Passage:
......

In July 2009, I discussed developing a child's imagination through play by spring-boarding from literature. Reader's Theatre is another wonderful medium for encouraging kids to use their imaginations. Basically, you develop a short script based on a book you've read together. Depending on your child's age, you could co-write a script with her, or she may have the confidence to try it alone. If your child has a group of friends over, they might want to perform the Reader's Theatre for you after a chance to practise (and giggle!).You can see a video of some children reading a Reader's Theatre about the Mayflower on YouTube.
Some stories lend themselves to Reader's Theatre. An easy start is a well-known fairy tale, a folk tale, or a fable. Many picture books are ideal, too. I have Owl Babies by Martin Waddell on the desk next to me - its combination of dialogue, drama, repetition, and simple but fairly static action would be perfect for developing a Reader's Theatre. Reader's Theatre is not the same as a play. In a play, actors have memorized their parts, and strive to move in a reasonable realistic way about the stage. Reader's Theatre participants read from their script, and movement is usually more limited. But there are no hard and fast rules that I am aware of. Remember the idea is to have children interacting with a story, and you are only limited by your imaginations.

......

Prompt 1:
List the four features of the picture book Owl Babies that, according to the Reader's Theatre passage, would make it perfect for developing a script.

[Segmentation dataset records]
......

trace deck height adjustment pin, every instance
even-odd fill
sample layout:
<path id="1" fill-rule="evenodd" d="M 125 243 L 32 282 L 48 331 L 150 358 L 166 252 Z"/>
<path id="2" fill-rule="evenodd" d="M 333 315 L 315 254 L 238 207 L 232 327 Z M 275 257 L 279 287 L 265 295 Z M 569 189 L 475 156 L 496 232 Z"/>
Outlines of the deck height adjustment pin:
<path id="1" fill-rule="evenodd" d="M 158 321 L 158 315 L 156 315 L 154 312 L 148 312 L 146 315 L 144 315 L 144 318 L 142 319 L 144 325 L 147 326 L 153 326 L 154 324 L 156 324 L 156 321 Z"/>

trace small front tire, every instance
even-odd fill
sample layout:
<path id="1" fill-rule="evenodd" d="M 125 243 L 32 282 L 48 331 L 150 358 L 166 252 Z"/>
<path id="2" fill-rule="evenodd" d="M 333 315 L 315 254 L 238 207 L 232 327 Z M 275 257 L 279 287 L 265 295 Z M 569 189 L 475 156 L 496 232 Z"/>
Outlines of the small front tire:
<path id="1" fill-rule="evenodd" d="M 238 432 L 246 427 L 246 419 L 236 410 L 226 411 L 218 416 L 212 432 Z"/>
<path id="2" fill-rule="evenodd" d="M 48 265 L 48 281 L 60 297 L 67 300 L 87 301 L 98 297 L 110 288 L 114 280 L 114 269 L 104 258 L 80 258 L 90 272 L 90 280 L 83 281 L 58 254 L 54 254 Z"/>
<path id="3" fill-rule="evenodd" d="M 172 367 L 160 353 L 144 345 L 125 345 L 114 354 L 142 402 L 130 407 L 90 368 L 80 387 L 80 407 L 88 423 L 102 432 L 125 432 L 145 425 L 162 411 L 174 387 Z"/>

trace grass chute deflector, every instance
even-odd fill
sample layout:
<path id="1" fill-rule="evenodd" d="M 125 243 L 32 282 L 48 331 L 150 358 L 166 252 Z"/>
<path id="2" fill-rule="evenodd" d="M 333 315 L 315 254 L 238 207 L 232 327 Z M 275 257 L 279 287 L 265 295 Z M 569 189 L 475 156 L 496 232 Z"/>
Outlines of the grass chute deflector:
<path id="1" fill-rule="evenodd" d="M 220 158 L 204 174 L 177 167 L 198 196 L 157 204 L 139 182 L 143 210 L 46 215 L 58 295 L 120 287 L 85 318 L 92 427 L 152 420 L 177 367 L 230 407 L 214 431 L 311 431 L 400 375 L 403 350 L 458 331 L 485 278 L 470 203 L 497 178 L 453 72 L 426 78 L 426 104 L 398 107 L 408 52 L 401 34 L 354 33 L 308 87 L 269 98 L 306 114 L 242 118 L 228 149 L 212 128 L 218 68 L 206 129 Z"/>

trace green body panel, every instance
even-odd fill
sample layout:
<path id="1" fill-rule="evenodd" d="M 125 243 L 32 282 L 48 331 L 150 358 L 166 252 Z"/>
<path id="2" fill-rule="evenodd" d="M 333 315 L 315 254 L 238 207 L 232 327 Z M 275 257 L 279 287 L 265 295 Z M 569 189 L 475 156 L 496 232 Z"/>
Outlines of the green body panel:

......

Prompt 2:
Render the part of the entries that opens with the line containing "trace green body panel, every instance" and closes with the end of the entries as a JSON list of strings, one string per line, leaving out blank lines.

Expected answer 1:
- dialogue
- drama
- repetition
- simple but fairly static action

Expected answer 2:
[
  "trace green body panel, every instance",
  "even-odd fill",
  "sample layout:",
  "<path id=\"1\" fill-rule=\"evenodd\" d=\"M 125 243 L 32 282 L 48 331 L 150 358 L 166 252 Z\"/>",
  "<path id=\"2\" fill-rule=\"evenodd\" d=\"M 333 315 L 315 254 L 238 207 L 232 327 Z M 275 257 L 279 287 L 265 295 Z M 569 189 L 475 156 L 496 232 Z\"/>",
  "Outlines of the green body panel:"
]